> _Problems and tasks_:
#1 Answer these from the article on South Carolina's educational savings account bill:
(a) By what vote did the House approve the amended version?
(b) What is the most a single voucher could be worth?
(c) Where would money still in the program after three years go?
#2 Carry the news article on South Carolina's educational savings account bill forward from its final sentence, keeping to its style.

> _Source extract_:
*-*-*
South Carolina House approves amended educational savings account program

(The Center Square) – The South Carolina House amended and passed a bill that would create a pilot educational savings account program in the state.

The amendment alters S. 935, which the Senate…

(The Center Square) – The South Carolina House amended and passed a bill that would create a pilot educational savings account program in the state.

The amendment alters S. 935, which the Senate passed in late March, and now the amended bill will head back to the Senate for approval or to set up a conference committee on the final day of session.

The amended version, approved 66-38 by the House, would allocate $75 million to pay for up to 5,000 vouchers for students to attend any approved private or public school in the state worth a maximum of $5,000 apiece starting in the 2023-24 school year. The program would be approved for three years.

Any funds left in the program after three years would be returned to the state’s Contingency Reserve Fund.
*-*-*
(Referring expression pointing data)
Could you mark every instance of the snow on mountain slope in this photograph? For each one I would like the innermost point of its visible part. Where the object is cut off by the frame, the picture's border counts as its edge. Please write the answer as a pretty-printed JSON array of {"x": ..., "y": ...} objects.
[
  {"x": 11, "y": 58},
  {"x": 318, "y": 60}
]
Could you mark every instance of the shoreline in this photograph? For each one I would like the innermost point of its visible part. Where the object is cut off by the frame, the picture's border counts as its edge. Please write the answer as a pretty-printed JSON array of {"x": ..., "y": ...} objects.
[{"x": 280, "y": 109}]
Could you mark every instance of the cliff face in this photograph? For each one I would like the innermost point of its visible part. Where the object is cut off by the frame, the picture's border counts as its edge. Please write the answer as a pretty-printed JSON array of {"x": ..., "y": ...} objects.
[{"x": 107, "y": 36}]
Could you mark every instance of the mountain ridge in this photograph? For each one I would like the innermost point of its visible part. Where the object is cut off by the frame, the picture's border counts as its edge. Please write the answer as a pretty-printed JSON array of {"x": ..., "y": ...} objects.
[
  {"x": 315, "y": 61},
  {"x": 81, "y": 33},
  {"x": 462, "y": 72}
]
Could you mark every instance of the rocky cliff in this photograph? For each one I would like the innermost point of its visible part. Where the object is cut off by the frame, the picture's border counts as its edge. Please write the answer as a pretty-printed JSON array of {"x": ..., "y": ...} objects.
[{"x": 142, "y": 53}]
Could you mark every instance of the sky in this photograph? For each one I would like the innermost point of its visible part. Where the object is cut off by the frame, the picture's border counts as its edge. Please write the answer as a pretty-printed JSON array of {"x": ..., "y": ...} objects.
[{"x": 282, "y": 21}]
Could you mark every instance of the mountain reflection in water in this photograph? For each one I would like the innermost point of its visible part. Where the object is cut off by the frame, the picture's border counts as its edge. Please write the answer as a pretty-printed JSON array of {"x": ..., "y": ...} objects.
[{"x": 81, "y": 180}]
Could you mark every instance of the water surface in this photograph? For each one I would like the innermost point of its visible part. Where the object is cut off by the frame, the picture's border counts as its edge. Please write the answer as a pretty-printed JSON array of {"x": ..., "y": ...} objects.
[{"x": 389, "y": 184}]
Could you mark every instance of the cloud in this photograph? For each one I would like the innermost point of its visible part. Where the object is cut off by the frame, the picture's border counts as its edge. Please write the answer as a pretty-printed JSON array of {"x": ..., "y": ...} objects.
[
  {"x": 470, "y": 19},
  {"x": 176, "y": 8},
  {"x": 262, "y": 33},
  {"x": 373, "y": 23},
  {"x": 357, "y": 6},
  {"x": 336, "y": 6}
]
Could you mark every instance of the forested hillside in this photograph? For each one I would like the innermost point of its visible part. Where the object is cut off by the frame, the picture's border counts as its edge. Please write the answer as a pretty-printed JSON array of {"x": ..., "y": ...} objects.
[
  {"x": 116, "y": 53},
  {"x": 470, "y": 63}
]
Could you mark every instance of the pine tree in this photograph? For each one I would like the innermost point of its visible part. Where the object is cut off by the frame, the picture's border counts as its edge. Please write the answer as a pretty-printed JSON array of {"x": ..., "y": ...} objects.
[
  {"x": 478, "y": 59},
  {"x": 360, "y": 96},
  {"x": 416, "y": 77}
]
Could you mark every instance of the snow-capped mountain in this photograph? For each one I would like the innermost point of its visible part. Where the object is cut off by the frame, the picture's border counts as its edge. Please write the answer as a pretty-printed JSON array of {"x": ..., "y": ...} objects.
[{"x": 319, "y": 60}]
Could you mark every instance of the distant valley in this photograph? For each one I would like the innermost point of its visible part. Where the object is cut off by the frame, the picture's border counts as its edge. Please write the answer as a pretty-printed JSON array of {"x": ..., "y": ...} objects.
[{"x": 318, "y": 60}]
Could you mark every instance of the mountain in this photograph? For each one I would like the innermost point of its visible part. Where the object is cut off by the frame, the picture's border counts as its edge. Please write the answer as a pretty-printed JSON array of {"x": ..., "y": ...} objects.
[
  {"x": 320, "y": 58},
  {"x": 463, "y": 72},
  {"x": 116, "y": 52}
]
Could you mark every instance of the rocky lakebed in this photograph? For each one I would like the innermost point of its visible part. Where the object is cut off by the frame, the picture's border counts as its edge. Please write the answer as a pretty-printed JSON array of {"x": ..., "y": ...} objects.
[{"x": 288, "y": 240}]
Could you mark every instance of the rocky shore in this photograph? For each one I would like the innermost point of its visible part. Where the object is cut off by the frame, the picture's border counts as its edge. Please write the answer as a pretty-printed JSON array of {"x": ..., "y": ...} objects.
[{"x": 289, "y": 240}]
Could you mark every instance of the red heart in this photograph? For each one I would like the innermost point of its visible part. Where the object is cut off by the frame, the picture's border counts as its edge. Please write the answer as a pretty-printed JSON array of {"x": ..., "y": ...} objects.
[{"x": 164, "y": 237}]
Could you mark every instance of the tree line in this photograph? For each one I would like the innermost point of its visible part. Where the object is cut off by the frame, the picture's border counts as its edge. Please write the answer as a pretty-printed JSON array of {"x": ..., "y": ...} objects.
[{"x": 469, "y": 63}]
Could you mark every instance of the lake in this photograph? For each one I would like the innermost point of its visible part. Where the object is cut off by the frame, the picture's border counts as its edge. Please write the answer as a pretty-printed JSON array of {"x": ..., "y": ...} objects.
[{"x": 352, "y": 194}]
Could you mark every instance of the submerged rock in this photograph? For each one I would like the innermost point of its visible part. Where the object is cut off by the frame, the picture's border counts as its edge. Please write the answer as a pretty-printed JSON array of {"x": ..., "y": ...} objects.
*-*-*
> _Answers given_:
#1
(a) 66-38
(b) $5,000
(c) The state's Contingency Reserve Fund

#2
“We are not taking any dollars from any public education system,” Rep. Shannon Erickson, R-Beaufort, said of the amendment. “It’s coming from our Contingency Reserve Fund. There are no dollars from any public program going into this public program.”

To be eligible, students in kindergarten through eighth grade must be enrolled in Medicaid or the Children’s Health Insurance Program or must be in a household with an income at or below the CHIP upper income limit.

Up to 500 children of active-duty military members will also be eligible. If more than 5,000 students apply for the scholarships, a lottery system will be used.

“The expenditure of these funds can go to tuition, fees from the school for enrollment, books and a transportation stipend,” Erickson said.

The bill differs from the Senate version, known as the Put Parents in Charge Act. The original bill would’ve allowed for 5,000 scholarships in the 2023-24 school year before expanding to 10,000 in 2024-25 and 15,000 every school year thereafter.

To be eligible under the original version of the bill, students must be eligible for Medicaid, have a disability that requires an individual education plan or be a sibling living in the same household of a student who receives a scholarship.

The scholarships, which will pay for students to attend a private school or the expenses to attend a different public school, are worth the average amount of funding per student for the state’s public schools.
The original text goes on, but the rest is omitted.